--- GOAL OF THE EXERCISE ---
Emit all the data exactly as provided.
━━━ THE RECORDS ━━━
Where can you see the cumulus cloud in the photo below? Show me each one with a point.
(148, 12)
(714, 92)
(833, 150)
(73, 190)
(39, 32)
━━━
--- WRITTEN ANSWER ---
Where can you see the cumulus cloud in the photo below? Show me each one with a point.
(148, 12)
(714, 92)
(833, 150)
(73, 190)
(39, 32)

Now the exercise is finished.